* START *

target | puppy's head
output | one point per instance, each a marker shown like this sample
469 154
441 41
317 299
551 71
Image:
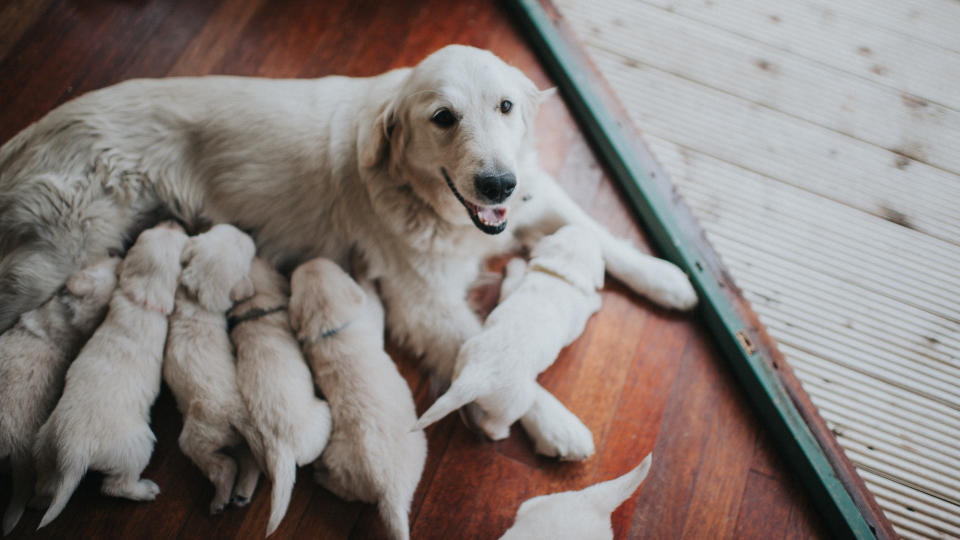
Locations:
323 298
91 289
459 130
572 253
148 273
216 267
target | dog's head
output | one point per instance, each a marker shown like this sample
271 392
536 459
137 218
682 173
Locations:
216 267
572 253
323 298
458 130
148 273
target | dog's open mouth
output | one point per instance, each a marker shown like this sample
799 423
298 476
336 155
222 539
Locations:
489 219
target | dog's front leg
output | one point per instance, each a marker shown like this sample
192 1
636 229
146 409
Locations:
433 322
551 208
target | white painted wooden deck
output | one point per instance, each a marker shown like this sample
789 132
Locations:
818 143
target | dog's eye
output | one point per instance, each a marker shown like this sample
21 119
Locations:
443 118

* END *

◆ Written exercise ◆
Put every line of the rows above into a JSON list of strings, one string per line, omitting blank lines. Leave the picture out of the answer.

◆ Answer to the task ◆
[
  "target | puppy's head",
  "output | one point per instance, each a marker shown like this sample",
  "469 154",
  "441 41",
  "317 299",
  "551 71",
  "Image:",
  "Locations:",
  "323 298",
  "91 289",
  "459 130",
  "572 253",
  "148 273",
  "216 267",
  "target | dog's head",
  "output | one point per instance, each a marker shown like this sample",
  "271 392",
  "536 459",
  "137 218",
  "682 173",
  "Locations:",
  "216 267",
  "572 253",
  "323 298",
  "458 130",
  "148 273",
  "target | dog's open mouth",
  "output | one point per instance, each a marker shown like this sample",
  "799 423",
  "298 476",
  "336 155",
  "222 539",
  "Locations:",
  "489 219",
  "target | dog's front leg",
  "output | one point per instance, each a marker shown like this sample",
  "192 1",
  "636 229",
  "146 409",
  "Locations:",
  "433 322",
  "551 208",
  "target | white painted wooden deck",
  "output | one point per instance, each a marker shown like this sample",
  "789 132",
  "Locations:",
  "818 143",
  "target | dog's eye",
  "output | one point per instance, each a marker shown like this sample",
  "21 119",
  "Locations:",
  "443 118"
]